◆ Activity
Each line of the data holding "above" should be found and copied.

Source data below:

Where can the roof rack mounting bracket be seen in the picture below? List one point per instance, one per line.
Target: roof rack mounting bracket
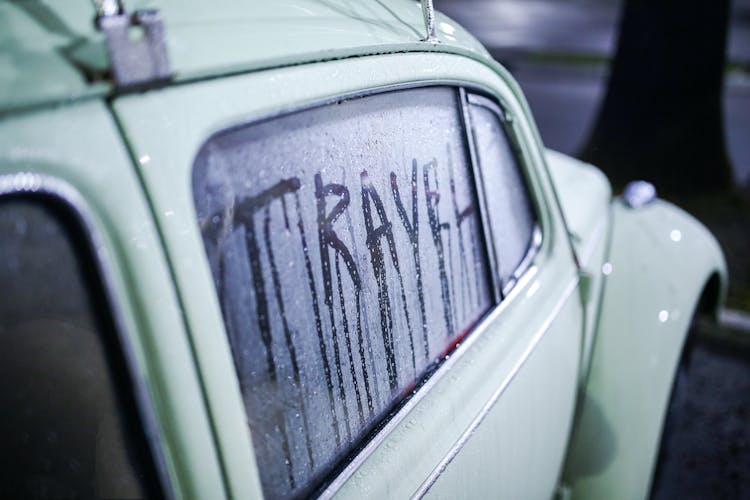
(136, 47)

End of Source data.
Source data below:

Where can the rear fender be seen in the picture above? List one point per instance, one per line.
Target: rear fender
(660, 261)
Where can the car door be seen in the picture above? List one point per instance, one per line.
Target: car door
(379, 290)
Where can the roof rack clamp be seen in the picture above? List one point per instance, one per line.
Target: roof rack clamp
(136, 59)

End of Source data.

◆ Task solution
Where can the rear fender be seen in the picture above? List one point per instance, one per line.
Where can the car door be seen in the picture above? List one point per instance, one per line.
Where can the roof rack clamp be seen in the picture above? List one point per instance, one per line.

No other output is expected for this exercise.